◆ **Extract**:
FIFTH: The office of the Corporation is to be located in Great Neck, County of Nassau, and State of New York.

5. The Certificate of Designation portion (filed May15, 1956) of the Certificate of Incorporation, is hereby changed as follows:

That the address to which the Secretary of State shall mail a copy of any process against the Corporation which may be served upon him pursuant to law is c/o Morris Pinsley, Esq. 200 West 57th Street, New York, New York.

6. The manner in which these changes to the Certificate of Incorporation of ESPEY MFG & ELECTRONICS CORP. were authorized was by resolutions adopted by unanimous vote of the Board of Directors on October 28,1966.

IN WITNESS WHEREOF, the undersigned have executed and signed this certificate this 12th day of November 1966.

Nathan Pinsley Nathan Pinsley, President

Sol Pinsley Sol Pinsley, Secretary

45

8th Amendment

CERTIFICATE OF AMENDMENT
OF
CERTIFICATE OF INCORPORATION
OF
ESPEY MFG. & ELECTRONICS CORP.
UNDER SECTION 805 OF THE BUSINESS CORPORATION LAW

The undersigned President and Secretary of Espey Mfg. & Electronics Corp., pursuant to Section 805 of the Business Corporation Law of the State of New York, do hereby certify as follows:

FIRST: The name of the corporation is Espey Mfg. & Electronics Corp.

SECOND: The certificate of incorporation of the corporation was filed by the Department of State on July 9, 1928 under the name ESPEY MANUFACTURING
COMPANY, INC.

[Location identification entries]
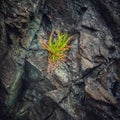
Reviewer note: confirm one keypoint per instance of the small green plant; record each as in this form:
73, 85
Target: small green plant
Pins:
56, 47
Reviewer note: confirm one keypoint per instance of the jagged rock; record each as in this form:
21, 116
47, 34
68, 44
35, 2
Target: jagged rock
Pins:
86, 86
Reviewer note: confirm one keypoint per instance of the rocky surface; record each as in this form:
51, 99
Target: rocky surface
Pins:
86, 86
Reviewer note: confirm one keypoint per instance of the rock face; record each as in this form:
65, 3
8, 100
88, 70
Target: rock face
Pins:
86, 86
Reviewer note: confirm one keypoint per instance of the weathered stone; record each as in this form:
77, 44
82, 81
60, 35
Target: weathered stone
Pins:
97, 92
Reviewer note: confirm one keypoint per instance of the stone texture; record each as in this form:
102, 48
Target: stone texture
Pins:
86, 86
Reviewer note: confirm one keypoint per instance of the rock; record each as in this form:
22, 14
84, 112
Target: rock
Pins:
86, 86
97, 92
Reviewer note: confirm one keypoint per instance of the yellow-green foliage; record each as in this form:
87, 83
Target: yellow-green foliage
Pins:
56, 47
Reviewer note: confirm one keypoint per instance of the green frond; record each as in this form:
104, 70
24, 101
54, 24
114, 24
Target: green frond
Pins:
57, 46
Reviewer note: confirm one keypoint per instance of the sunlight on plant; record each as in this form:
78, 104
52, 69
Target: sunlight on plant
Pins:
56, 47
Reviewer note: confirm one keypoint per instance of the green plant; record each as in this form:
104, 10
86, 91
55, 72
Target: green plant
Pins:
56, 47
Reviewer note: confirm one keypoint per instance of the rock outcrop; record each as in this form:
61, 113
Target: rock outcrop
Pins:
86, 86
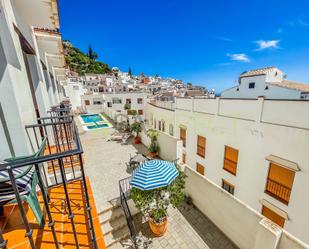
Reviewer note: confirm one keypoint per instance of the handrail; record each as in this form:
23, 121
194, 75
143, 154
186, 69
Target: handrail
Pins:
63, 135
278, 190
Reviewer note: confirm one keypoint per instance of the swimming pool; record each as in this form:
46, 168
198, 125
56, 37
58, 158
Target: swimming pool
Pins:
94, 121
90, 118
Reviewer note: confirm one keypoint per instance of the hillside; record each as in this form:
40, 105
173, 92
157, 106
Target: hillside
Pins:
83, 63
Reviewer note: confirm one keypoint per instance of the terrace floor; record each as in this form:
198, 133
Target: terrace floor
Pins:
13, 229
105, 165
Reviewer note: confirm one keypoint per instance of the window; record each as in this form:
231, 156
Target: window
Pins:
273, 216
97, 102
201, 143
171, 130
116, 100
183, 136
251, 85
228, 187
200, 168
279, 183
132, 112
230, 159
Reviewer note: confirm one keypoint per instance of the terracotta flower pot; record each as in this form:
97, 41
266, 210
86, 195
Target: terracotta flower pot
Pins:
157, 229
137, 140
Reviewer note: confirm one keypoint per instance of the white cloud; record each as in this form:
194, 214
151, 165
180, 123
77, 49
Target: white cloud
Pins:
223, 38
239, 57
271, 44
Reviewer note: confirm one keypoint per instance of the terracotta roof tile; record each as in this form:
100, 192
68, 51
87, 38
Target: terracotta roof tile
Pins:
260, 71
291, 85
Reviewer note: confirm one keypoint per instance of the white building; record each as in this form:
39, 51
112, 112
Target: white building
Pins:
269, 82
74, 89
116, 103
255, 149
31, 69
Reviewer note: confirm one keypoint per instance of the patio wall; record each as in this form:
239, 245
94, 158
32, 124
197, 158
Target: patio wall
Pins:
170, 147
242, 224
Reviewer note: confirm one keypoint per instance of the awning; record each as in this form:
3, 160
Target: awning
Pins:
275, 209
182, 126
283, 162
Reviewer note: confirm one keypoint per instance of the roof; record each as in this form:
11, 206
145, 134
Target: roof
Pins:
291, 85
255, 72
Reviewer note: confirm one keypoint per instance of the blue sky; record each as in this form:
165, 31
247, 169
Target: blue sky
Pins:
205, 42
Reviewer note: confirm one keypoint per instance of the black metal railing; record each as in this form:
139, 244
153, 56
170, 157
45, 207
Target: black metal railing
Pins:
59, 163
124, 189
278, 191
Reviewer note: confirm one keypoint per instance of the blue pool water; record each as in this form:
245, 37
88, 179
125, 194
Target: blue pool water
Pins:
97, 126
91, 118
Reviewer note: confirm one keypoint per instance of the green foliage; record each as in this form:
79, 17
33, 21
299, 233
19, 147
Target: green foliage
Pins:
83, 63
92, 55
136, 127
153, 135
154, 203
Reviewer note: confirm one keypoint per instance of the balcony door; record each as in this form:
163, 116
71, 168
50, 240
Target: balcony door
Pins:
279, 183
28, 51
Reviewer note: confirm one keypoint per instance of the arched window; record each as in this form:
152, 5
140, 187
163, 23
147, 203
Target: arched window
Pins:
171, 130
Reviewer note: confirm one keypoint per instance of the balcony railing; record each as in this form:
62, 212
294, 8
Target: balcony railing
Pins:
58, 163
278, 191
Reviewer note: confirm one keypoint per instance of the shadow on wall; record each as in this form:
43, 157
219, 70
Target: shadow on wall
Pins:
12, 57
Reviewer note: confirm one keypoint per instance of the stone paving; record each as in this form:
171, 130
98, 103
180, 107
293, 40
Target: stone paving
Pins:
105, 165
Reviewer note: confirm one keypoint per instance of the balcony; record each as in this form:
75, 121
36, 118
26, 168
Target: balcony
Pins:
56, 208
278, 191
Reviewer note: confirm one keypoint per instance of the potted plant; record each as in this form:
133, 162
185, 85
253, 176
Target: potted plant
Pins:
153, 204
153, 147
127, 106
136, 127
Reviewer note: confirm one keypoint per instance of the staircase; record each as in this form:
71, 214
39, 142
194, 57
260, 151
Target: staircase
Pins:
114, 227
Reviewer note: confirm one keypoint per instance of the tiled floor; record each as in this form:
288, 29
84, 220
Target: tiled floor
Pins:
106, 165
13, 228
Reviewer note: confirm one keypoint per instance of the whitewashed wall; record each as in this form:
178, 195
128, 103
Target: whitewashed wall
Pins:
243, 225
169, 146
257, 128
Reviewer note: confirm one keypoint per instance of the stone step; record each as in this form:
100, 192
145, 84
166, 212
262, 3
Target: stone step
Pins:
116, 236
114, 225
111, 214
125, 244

◆ **Directives**:
1) Answer these questions from the Espey amendment text:
(a) In what place is the corporation's office to be located?
(b) On what date did the Board of Directors adopt the resolutions authorizing the changes?
(c) Under what name was the certificate of incorporation filed on July 9, 1928?
2) Write the next part of the Espey amendment text, picking up after its last sentence.

◆ **Responses to the exercise**:
1)
(a) Great Neck, County of Nassau, State of New York
(b) October 28, 1966
(c) ESPEY MANUFACTURING COMPANY, INC.

2)
THIRD: The amendment of the certificate of incorporation as heretofore amended effected by this certificate of amendment is to increase the authorized number of shares which the corporation is authorized to issue from 750,000 shares of common stock to 2,250,000 shares of common stock and to reduce the par value per share from $1 to $.33 1/3. There is no change in the amount of the capital stock.

FOURTH: To accomplish the foregoing change, the provision of the certificate of incorporation relating to the capital stock of the corporation is amended to read as follows:

"The amount of the capital stock which this Corporation shall have is $750,000. The total number of shares which the Corporation is authorized to issue is 2,250,000 shares of common stock with a par value of $.33 1/3 each."

FIFTH: The foregoing amendment to the certificate of incorporation was authorized by the majority vote of the shareholders entitled to vote at the Annual Meeting of Shareholders held on December 2, 1983.

IN WITNESS WHEREOF, we hereunto sign our name and affirm that the statements made herein are true under the penalty of perjury this 2nd day of December, 1983.

Sol Pinsley
Sol Pinsley, President

Frieda Pinsley
Freda Pinsley, Secretary

46

9th Amendment

CERTIFICATE OF CHANGE
OF
ESPEY MFG. & ELECTRONICS CORP.
UNDER SECTION 805-A OF THE BUSINESS CORPORATION LAW

The undersigned, being the President and the Secretary of Espey Mfg. & Electronics Corp., do hereby certify and set forth:

1. The name of the corporation is Espey Mfg. & Electronics Corp. The name under which the corporation was formed is Espey Manufacturing Company, Inc.

2. The certificate of incorporation of the corporation was filed by the Department Of State on July 9, 1928.

3. The certificate of incorporation of Espey Mfg. & Electronics Corp. is hereby changed to effect a change in the location of the office of the corporation pursuant to 801(b) (3) of the Business Corporation Law.

4. Paragraph "FIFTH" of the certificate of incorporation which sets forth the location of the office of the corporation is hereby changed as follows:

FIFTH: The office of the corporation is to be located is Saratoga Springs, State of New York, Saratoga County.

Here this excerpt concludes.